## Data for this task
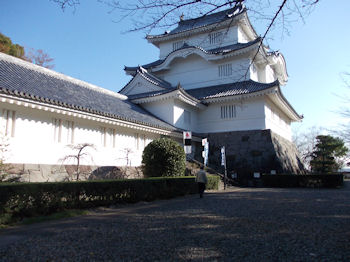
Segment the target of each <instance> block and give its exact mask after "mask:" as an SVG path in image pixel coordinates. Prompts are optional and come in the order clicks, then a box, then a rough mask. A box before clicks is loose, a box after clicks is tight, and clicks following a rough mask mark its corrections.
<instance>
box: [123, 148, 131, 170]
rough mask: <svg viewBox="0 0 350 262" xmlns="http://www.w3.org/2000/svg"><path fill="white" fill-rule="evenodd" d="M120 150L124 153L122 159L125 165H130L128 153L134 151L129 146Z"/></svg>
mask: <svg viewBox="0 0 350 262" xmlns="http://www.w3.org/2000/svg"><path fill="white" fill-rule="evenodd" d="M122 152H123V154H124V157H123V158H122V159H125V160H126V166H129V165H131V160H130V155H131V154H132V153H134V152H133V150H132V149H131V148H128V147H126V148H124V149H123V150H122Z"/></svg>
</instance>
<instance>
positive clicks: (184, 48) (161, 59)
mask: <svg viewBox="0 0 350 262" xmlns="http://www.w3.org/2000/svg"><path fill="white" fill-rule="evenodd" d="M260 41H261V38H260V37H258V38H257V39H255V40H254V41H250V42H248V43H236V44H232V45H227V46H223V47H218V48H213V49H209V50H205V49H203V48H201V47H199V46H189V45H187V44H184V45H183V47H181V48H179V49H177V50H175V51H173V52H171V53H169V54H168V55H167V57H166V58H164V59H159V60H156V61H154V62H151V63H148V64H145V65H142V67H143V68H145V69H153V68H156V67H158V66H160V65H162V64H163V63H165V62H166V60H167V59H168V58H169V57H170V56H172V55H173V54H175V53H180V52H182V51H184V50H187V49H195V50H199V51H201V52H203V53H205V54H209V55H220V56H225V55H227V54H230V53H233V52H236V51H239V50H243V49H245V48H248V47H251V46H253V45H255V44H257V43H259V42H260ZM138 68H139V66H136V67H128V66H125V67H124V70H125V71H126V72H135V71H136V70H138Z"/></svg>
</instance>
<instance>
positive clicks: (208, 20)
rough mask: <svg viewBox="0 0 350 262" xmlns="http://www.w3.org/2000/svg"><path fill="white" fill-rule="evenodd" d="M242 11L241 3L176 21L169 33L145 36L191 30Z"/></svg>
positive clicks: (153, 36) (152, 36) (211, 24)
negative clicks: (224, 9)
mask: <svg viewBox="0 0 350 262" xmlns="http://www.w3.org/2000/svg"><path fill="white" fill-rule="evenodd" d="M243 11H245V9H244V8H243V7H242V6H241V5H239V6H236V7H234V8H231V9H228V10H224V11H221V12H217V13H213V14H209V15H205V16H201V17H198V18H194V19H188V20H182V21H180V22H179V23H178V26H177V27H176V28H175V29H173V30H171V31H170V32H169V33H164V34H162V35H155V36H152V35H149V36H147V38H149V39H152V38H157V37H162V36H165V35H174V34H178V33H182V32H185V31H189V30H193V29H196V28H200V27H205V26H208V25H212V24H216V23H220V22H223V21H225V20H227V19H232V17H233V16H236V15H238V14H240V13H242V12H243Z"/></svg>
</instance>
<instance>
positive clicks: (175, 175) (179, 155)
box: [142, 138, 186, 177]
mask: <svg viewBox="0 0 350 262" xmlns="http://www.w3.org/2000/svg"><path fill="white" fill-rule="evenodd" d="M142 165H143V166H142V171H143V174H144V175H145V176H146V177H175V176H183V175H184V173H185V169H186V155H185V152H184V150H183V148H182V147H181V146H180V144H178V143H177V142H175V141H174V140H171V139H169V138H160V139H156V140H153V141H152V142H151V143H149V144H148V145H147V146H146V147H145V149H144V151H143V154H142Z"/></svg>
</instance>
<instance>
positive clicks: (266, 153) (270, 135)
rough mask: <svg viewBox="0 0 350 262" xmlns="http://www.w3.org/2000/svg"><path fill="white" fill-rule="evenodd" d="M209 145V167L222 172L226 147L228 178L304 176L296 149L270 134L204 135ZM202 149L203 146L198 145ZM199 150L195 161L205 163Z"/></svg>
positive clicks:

## Task details
Starting at the line that contains "positive clicks: (266, 153) (270, 135)", copy each line through the last line of the listing, and copy nothing else.

## Solution for this problem
positive clicks: (266, 153) (270, 135)
rough mask: <svg viewBox="0 0 350 262" xmlns="http://www.w3.org/2000/svg"><path fill="white" fill-rule="evenodd" d="M209 145V167L222 172L226 147L228 178L304 176L296 149L270 134L204 135ZM202 149L203 146L198 145ZM199 150L195 161L205 163Z"/></svg>
positive clicks:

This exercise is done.